— TAREAS DEL EJERCICIO —
1. Anota todos los adjetivos que el texto sobre el nacionalismo catalán usa para calificar la lengua que los nacionalistas consideran suya.
2. Repite al pie de la letra el fragmento del texto sobre el nacionalismo catalán que va desde "El nacionalismo catalán, como" hasta "nacionalistas o no.".

— TEXTO DE LECTURA —

------------------------------

El nacionalismo catalán, como todo nacionalismo que se precie, ha tenido siempre en gran estima su lengua. O sea, la que ellos designan como propia y que no es sino aquella en la que se expresa comúnmente bastante menos de la mitad de la población residente en Cataluña. Aunque eso tanto les da a los devotos. Esta lengua y no la otra es la auténtica, la genuina, la que los identifica y singulariza, y a la que, por supuesto, veneran. Hubo un tiempo en que ese culto cuasi totémico por la palabra compartía protagonismo simbólico con el que se rendía a la escritura. Pero de ese tiempo debe de quedar ya muy poco, a juzgar por la incuria con que tantos se despachan hoy en día a la hora de escribir, sean nacionalistas o no.

------------------------------

— LISTA DE ÍTEMS —
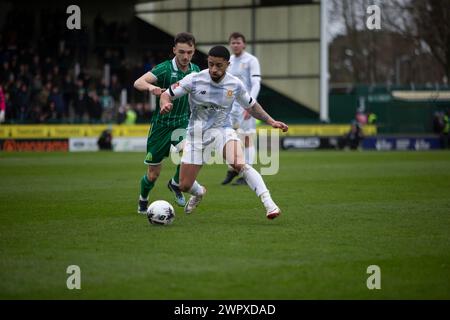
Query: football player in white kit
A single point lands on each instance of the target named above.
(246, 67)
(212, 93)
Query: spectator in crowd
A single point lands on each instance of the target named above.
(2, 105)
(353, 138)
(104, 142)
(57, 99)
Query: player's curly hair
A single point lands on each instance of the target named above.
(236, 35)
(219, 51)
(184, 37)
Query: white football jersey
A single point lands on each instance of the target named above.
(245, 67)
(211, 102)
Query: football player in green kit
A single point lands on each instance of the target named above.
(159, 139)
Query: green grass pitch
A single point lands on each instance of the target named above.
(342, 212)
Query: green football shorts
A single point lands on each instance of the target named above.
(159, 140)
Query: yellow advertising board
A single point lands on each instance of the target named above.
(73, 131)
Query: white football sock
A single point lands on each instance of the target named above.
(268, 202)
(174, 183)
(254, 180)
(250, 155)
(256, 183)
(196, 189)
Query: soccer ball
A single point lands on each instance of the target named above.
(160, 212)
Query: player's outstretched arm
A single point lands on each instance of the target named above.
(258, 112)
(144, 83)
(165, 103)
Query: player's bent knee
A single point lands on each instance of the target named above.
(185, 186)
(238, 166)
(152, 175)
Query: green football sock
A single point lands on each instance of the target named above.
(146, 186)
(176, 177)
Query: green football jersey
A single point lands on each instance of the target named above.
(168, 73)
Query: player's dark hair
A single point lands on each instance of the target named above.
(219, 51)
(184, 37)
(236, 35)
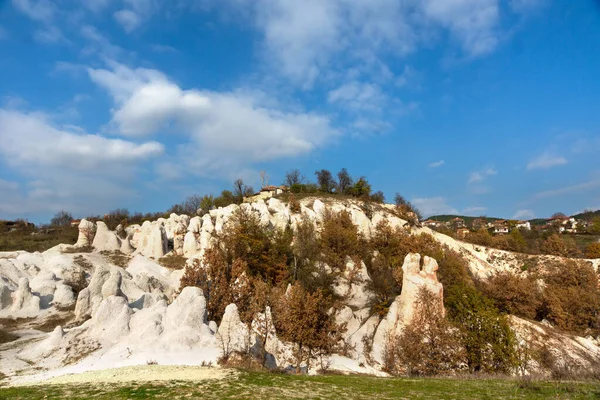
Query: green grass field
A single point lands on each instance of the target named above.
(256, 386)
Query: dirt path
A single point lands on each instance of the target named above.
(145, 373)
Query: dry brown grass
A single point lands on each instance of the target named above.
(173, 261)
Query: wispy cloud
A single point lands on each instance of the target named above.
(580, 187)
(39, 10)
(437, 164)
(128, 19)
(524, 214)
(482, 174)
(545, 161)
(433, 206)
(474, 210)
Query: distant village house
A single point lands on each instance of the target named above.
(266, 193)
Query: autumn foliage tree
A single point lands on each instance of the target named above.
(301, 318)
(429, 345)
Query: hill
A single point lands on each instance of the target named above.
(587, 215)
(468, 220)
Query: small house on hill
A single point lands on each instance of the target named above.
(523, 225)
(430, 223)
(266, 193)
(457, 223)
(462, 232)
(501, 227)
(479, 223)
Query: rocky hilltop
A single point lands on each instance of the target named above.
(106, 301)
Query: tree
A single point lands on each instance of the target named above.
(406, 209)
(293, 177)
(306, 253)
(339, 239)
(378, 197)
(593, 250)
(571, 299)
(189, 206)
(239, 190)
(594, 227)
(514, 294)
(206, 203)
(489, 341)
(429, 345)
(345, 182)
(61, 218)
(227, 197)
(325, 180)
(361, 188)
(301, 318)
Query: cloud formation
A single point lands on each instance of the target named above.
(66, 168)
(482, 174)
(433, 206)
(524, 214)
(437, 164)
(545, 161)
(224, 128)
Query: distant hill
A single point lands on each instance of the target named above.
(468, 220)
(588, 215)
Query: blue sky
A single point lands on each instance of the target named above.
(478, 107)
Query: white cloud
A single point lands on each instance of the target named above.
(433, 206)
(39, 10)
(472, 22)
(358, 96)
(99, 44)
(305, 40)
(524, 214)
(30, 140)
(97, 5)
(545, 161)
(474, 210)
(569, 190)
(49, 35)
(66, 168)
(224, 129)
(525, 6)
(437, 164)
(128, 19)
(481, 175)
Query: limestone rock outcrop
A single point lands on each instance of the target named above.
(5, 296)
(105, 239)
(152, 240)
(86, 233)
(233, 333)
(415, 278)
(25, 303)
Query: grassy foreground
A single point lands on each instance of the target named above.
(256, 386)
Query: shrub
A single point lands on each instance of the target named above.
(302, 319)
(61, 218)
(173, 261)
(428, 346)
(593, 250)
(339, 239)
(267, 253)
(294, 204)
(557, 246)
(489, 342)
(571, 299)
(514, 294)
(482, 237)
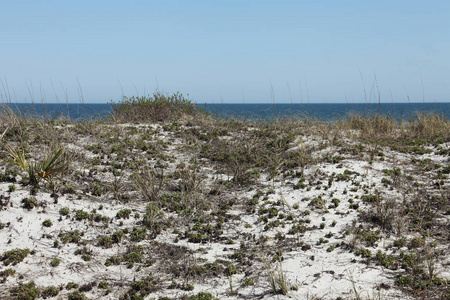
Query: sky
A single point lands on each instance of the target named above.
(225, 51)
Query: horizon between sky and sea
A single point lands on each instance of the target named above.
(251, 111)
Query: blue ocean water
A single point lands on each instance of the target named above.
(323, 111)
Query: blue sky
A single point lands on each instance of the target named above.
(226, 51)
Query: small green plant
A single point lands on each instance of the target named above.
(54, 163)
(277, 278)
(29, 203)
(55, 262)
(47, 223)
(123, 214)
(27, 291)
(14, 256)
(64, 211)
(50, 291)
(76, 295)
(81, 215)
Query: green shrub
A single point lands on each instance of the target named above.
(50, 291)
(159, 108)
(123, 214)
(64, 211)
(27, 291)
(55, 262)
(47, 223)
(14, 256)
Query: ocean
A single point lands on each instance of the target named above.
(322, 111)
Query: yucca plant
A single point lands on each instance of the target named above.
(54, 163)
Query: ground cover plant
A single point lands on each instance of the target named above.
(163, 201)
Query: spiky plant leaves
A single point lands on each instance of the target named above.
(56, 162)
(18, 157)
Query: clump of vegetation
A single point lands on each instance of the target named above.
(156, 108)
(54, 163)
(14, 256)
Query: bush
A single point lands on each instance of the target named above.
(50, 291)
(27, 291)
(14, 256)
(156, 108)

------------------------------

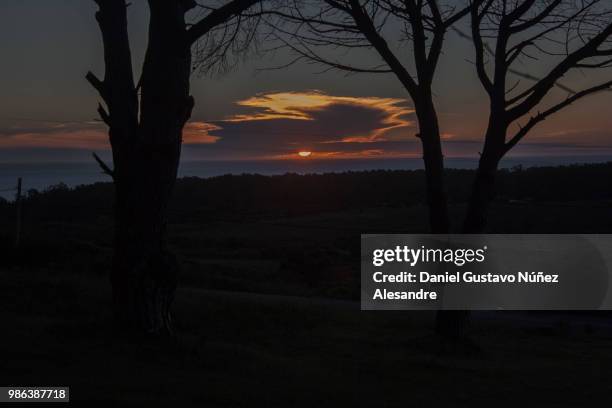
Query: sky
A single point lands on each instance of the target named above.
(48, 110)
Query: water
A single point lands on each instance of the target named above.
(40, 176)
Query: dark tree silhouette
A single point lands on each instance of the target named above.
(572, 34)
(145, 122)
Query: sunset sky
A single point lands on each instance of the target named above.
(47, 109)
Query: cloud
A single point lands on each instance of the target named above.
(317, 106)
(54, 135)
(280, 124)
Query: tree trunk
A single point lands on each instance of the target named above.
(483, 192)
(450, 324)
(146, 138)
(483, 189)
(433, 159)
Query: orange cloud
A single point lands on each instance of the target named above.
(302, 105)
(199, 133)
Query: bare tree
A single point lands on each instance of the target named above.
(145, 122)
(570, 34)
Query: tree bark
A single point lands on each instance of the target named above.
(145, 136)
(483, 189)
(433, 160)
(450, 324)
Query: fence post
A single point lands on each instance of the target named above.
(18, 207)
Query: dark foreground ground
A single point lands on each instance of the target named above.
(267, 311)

------------------------------

— RESULTADOS POR TAREA —
1. propia, auténtica, genuina

2.
El nacionalismo catalán, como todo nacionalismo que se precie, ha tenido siempre en gran estima su lengua. O sea, la que ellos designan como propia y que no es sino aquella en la que se expresa comúnmente bastante menos de la mitad de la población residente en Cataluña. Aunque eso tanto les da a los devotos. Esta lengua y no la otra es la auténtica, la genuina, la que los identifica y singulariza, y a la que, por supuesto, veneran. Hubo un tiempo en que ese culto cuasi totémico por la palabra compartía protagonismo simbólico con el que se rendía a la escritura. Pero de ese tiempo debe de quedar ya muy poco, a juzgar por la incuria con que tantos se despachan hoy en día a la hora de escribir, sean nacionalistas o no.